(Beginning of TASK MATERIAL)

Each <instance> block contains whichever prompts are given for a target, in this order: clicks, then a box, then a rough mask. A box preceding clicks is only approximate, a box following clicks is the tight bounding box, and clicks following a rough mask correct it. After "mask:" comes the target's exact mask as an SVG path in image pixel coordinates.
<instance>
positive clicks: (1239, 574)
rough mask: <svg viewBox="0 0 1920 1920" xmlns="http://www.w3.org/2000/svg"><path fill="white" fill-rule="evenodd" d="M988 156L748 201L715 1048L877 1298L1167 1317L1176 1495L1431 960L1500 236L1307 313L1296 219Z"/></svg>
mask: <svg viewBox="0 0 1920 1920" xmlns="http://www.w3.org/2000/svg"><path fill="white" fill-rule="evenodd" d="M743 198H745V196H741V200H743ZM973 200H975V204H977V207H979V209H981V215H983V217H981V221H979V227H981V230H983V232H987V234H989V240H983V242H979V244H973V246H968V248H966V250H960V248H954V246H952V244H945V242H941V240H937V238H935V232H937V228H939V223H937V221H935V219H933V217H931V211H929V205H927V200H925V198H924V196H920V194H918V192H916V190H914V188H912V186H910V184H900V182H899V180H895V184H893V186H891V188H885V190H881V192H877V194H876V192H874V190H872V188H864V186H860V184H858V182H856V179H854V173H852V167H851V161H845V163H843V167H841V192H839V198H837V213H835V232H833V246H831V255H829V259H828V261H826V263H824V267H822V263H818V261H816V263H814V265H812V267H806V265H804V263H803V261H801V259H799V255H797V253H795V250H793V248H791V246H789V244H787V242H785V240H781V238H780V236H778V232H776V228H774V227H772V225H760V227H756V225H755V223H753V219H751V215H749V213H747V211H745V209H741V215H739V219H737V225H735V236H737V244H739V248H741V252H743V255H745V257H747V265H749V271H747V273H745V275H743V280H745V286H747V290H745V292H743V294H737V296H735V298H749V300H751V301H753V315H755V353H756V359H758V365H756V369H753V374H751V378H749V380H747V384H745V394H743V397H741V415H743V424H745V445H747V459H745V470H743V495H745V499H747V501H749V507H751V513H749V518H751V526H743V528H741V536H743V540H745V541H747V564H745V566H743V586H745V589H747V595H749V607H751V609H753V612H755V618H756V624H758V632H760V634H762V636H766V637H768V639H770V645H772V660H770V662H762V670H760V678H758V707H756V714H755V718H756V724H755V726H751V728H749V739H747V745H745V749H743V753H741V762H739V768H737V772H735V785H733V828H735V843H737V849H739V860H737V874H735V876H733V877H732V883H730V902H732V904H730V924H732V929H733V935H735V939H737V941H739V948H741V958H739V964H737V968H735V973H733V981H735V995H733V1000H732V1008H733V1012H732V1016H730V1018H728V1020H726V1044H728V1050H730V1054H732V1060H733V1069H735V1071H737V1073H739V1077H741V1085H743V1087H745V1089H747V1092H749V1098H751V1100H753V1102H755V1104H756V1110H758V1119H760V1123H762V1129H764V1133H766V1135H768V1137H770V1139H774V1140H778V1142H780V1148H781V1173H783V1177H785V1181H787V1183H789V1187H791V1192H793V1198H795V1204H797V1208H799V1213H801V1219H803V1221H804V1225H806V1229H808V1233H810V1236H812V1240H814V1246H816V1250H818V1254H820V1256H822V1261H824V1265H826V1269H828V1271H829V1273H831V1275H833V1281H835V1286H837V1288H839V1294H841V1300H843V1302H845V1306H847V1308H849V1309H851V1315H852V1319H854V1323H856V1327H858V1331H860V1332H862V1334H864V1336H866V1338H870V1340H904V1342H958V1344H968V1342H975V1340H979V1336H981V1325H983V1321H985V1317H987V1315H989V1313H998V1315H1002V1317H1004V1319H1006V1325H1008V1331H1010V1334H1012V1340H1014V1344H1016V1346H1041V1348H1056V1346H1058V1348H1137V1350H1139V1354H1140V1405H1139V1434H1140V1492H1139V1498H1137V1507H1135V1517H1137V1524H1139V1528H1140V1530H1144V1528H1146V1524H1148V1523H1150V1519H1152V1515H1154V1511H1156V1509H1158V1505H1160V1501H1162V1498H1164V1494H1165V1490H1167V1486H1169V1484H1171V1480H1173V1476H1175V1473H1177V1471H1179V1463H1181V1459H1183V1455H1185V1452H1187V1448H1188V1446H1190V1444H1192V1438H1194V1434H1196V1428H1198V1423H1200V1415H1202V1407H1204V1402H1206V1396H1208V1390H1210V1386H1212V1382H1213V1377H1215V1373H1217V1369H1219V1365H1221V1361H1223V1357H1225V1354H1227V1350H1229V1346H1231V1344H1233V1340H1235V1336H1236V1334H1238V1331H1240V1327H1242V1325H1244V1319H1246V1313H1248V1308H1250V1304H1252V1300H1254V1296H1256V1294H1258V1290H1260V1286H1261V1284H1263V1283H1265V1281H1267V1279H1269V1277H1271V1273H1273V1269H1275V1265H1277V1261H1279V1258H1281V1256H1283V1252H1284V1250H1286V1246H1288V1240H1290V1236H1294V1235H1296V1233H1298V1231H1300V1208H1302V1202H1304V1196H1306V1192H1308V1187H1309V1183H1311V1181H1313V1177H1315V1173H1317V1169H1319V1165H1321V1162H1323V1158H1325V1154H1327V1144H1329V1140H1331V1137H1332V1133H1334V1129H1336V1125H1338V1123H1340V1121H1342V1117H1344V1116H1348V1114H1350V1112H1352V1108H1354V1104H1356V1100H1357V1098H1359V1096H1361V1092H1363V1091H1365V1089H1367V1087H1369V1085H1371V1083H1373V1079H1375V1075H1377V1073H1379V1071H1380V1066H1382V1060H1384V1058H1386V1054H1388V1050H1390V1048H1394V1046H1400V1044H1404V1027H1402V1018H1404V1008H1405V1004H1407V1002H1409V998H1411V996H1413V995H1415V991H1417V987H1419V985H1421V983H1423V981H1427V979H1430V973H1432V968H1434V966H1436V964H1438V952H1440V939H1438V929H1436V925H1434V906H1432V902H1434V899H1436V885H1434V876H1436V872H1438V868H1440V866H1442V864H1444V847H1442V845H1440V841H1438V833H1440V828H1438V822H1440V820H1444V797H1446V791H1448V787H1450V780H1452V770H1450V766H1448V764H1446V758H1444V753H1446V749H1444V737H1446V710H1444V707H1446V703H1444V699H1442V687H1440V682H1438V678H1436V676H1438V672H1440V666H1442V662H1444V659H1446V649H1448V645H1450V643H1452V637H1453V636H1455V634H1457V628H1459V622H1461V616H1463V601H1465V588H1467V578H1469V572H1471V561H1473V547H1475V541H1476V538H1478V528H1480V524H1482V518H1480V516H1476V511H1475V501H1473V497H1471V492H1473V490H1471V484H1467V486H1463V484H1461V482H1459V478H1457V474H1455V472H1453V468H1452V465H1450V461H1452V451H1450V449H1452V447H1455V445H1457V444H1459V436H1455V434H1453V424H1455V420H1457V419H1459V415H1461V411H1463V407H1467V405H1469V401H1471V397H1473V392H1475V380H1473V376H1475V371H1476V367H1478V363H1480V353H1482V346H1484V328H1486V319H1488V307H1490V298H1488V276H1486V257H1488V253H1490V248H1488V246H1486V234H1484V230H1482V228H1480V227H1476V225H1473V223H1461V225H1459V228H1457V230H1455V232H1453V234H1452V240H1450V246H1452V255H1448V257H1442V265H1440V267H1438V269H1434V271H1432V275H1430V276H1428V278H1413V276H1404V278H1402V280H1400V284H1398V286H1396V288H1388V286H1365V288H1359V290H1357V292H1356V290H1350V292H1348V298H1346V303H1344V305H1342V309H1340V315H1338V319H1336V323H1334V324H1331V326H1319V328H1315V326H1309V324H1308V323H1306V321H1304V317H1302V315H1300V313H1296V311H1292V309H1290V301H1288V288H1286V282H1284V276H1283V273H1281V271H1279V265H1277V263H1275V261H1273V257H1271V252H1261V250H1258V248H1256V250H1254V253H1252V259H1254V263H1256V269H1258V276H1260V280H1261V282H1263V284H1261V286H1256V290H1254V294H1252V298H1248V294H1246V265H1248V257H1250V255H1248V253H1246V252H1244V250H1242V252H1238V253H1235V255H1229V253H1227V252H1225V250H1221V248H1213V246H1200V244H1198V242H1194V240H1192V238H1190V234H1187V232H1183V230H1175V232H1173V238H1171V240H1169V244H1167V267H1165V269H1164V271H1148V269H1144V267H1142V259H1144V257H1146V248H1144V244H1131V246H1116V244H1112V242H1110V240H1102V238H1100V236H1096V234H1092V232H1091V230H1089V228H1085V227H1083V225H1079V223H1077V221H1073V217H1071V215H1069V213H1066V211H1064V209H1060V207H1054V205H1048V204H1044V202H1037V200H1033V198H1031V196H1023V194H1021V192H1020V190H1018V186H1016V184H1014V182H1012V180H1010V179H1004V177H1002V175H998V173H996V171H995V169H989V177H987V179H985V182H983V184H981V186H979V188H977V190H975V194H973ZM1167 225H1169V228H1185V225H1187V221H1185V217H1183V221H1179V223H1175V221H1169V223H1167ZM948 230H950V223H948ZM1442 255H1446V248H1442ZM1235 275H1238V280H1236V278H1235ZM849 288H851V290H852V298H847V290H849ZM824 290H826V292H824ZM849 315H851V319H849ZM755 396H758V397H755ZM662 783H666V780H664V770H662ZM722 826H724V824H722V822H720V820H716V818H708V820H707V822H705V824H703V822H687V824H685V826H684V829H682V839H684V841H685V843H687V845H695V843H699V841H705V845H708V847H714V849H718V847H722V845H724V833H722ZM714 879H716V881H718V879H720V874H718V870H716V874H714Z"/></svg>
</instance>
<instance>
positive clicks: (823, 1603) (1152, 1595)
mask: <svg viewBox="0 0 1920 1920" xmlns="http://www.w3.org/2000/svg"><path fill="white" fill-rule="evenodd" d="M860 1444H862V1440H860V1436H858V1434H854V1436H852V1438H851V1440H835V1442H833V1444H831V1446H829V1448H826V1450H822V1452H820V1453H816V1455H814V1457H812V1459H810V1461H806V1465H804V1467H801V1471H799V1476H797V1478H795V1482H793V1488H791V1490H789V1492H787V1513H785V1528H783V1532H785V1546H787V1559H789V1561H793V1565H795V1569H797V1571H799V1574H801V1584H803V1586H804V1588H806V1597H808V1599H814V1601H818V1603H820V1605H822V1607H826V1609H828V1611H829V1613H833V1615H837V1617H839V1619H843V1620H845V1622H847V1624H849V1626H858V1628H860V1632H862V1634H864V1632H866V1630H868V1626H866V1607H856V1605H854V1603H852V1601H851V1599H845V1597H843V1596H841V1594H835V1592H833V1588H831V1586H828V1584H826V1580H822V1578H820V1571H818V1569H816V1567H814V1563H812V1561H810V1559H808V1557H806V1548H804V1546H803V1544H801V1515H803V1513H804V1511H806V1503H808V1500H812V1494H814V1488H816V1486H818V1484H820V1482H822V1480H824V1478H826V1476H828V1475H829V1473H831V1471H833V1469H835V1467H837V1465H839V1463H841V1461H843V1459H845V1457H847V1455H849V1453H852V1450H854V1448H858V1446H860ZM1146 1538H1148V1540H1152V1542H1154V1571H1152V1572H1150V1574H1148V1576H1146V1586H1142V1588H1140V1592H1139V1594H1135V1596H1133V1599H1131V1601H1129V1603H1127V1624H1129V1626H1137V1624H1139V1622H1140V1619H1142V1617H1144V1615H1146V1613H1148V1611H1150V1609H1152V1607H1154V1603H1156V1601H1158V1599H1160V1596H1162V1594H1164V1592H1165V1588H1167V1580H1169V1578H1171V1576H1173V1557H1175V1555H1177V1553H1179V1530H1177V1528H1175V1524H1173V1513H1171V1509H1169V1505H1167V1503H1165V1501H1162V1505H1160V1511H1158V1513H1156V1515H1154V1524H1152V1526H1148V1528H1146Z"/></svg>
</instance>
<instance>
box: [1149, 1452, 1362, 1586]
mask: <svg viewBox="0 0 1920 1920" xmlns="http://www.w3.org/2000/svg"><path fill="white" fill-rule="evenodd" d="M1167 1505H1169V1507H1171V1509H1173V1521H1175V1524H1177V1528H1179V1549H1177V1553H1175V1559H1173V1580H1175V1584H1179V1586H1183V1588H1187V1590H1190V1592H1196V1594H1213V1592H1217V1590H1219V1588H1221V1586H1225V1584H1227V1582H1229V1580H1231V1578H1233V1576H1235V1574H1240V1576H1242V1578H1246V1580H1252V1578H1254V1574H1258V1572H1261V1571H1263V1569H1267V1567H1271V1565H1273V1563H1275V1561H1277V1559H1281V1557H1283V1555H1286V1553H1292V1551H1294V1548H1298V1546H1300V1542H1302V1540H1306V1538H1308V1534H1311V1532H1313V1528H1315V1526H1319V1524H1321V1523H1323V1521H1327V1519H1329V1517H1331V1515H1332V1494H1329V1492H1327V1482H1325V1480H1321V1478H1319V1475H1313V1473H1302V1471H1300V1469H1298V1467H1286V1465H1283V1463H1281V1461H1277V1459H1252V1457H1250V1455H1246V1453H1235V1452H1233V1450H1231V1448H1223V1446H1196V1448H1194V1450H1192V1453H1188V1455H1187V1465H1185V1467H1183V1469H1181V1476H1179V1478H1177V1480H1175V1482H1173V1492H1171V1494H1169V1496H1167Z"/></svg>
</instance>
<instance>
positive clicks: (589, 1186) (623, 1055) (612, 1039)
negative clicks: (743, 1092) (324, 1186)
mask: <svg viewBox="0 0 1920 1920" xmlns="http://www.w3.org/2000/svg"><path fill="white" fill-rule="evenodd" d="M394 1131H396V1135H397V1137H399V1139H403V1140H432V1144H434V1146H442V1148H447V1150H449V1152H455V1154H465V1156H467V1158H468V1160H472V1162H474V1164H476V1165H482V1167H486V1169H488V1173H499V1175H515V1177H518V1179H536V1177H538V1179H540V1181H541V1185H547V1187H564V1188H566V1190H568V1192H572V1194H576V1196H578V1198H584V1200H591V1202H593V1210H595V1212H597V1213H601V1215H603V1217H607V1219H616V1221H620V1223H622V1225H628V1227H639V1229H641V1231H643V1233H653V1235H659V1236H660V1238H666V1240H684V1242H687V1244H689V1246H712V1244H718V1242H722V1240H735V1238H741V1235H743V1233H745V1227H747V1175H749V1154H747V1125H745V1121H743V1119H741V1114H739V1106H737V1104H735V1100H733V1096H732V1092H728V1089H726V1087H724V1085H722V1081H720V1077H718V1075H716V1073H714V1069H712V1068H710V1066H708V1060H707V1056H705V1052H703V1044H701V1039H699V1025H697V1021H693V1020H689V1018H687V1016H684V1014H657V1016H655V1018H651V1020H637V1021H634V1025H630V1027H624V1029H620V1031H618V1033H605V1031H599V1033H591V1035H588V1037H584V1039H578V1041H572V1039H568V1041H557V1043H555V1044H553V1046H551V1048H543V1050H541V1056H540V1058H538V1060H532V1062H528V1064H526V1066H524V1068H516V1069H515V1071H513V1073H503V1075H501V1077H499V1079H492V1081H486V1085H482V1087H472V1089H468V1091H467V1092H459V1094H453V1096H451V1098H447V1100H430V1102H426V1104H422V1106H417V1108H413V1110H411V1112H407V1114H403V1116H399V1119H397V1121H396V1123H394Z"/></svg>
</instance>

(End of TASK MATERIAL)

* [TASK INSTRUCTIONS]
Find every line above where the word "positive" occurs, and copy that line.

* [EXERCISE OUTPUT]
positive clicks: (1239, 574)
positive clicks: (823, 1603) (1152, 1595)
positive clicks: (589, 1186) (623, 1055) (612, 1039)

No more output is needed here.